Stated task: Please translate this sentence from the Le Temps des fleurs text below into Spanish: "Le Temps des fleurs was released in early October on EP, in 18 cm (7 inch) format under catalog number 71 296, with cover photo credited to Georges Dambier."

Page text:
::::::::::

Other songs from EP were recorded during following week, under orchestral conduction by Guy Motta and Jean Claudric; "Le petit perroquet", "Je m'endors dans tes bras", "Le septième jour" and "Je me repose".

=== Release and acclaim ===
Le Temps des fleurs was released in early October on EP, in 18 cm (7 inch) format under catalog number 71 296, with cover photo credited to Georges Dambier. It immediately scored a success in its first week, selling roughly around 30,000 copies and reaching top of the French radio charts where it remained for four consecutive weeks. Dalida promoted the record during her current concert tour, over radio and television, mostly for title song, but also making several appearances for others. Paris Match described: "to watch Dalida performing [the song] on television is as incredible as listening to the song itself". Until late 1969, the record was reissued for three more times, Barclay Records' personal record, and sold over 415,000 units.

::::::::::

Extracted information:

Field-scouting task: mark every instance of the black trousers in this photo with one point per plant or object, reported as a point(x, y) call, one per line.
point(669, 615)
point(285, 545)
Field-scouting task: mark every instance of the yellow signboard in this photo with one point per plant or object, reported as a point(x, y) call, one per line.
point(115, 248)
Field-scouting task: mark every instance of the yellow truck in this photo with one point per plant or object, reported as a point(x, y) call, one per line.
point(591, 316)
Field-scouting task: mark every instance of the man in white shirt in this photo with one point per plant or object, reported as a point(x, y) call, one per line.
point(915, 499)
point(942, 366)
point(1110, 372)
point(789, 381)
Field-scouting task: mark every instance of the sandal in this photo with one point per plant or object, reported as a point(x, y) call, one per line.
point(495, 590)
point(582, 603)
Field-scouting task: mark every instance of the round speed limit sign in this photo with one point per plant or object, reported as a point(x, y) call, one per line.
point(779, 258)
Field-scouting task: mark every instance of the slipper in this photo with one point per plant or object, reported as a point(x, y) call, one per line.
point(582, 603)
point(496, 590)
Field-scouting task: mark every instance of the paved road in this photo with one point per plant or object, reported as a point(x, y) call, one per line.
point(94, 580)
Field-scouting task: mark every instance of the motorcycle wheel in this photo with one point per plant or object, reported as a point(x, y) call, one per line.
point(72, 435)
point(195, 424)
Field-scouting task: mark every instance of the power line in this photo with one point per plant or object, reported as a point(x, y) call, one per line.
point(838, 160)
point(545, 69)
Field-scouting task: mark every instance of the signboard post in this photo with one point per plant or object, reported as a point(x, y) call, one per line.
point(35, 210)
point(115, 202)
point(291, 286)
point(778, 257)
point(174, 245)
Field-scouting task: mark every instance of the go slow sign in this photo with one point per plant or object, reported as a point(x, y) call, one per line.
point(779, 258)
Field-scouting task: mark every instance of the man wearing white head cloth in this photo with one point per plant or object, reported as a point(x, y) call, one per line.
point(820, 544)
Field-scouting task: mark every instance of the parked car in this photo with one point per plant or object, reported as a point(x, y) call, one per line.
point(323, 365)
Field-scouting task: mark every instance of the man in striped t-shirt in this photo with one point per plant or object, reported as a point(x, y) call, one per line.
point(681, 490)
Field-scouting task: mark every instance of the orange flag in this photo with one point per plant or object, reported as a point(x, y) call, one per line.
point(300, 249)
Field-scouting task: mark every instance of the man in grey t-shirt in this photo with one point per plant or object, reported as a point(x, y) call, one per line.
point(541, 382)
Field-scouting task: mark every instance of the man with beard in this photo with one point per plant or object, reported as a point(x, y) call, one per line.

::::::::::

Answer in full: Le Temps des fleurs se publicó a principios de octubre en EP, en formato de 18 cm (7 pulgadas) con el número de catálogo 71 296, con la foto de portada atribuida a Georges Dambier.